## Tasks for this exercise
**1.** Reproduce the passage of the article on lab testing intervals starting with "As test requests" and going on through "fields some questions.".
**2.** Answer these questions from the article on lab testing intervals.
(a) How many years did Hueth work in ARUP's University of Utah Hospital Clinical Laboratory?
(b) In which two sections of that laboratory did he work?
(c) About what share of medical decisions does Hueth say are based on test results?

## Excerpt
At a recent conference, Healthcare Consultant Kyle Hueth shows an interested attendee the benefits of interval testing.
“When you work in a lab, you feel like you know the patient. Granted, you only know them by their blood chemistries or other lab results, but that is enough to individualize the patient in your mind so you continue to recognize them by their lab values,” says Kyle Dean Hueth, MLS(ASCP), who spent seven years working in ARUP’s University of Utah Hospital Clinical Laboratory in the clinical chemistry and hematology sections before moving into his current role as healthcare consultant on topics related to utilization management and appropriate testing intervals.
As test requests would come into the clinical lab, Hueth often wondered why doctors would reorder the same test in such short time spans. “I understood doctors were often just trying to be comprehensive and in their eyes lab tests, at least in comparison to other hospital expenditures, were relatively inexpensive, but it adds up when approximately 70 percent of medical decisions are based on test results.”
He noticed a lack of easy access to well-vetted, specific information on appropriate testing intervals. This became an interest and key driver for his master’s thesis, which focused on identifying methods to derive appropriate intervals from literature and applying those intervals to laboratory data to determine the prevalence of unnecessary repeat testing.
Below, Hueth fields some questions.
Routine laboratory tests are inexpensive, so why focus on them?

## The data
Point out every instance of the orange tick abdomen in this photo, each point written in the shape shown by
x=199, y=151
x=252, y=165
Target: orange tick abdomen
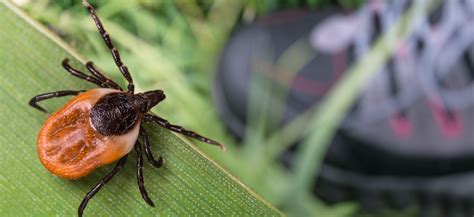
x=68, y=145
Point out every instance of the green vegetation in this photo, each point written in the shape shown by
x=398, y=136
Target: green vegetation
x=169, y=45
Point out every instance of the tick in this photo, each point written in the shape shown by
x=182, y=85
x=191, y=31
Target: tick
x=100, y=126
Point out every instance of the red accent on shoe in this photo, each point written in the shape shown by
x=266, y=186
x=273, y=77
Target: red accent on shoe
x=401, y=126
x=451, y=126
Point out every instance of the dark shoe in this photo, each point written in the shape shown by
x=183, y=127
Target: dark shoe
x=409, y=140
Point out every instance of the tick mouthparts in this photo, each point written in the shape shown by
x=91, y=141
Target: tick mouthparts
x=222, y=147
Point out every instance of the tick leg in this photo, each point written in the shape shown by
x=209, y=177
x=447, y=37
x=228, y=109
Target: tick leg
x=115, y=54
x=99, y=75
x=80, y=74
x=101, y=184
x=141, y=183
x=164, y=123
x=46, y=96
x=148, y=153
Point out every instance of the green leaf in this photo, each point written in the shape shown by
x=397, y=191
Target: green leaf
x=189, y=183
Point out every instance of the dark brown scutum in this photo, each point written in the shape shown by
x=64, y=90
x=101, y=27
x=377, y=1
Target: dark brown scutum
x=114, y=114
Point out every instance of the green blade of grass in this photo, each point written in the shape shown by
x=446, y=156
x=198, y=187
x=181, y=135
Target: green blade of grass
x=189, y=183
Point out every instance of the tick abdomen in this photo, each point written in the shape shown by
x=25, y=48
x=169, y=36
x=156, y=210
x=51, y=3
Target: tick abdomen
x=69, y=147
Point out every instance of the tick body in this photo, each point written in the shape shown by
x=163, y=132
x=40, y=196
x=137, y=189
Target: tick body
x=101, y=126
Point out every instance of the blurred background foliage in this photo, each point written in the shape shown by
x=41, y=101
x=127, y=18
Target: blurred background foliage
x=174, y=45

## Results of the tasks
**1.**
As test requests would come into the clinical lab, Hueth often wondered why doctors would reorder the same test in such short time spans. “I understood doctors were often just trying to be comprehensive and in their eyes lab tests, at least in comparison to other hospital expenditures, were relatively inexpensive, but it adds up when approximately 70 percent of medical decisions are based on test results.”
He noticed a lack of easy access to well-vetted, specific information on appropriate testing intervals. This became an interest and key driver for his master’s thesis, which focused on identifying methods to derive appropriate intervals from literature and applying those intervals to laboratory data to determine the prevalence of unnecessary repeat testing.
Below, Hueth fields some questions.

**2.**
(a) Seven years.
(b) Clinical chemistry and hematology.
(c) Approximately 70 percent.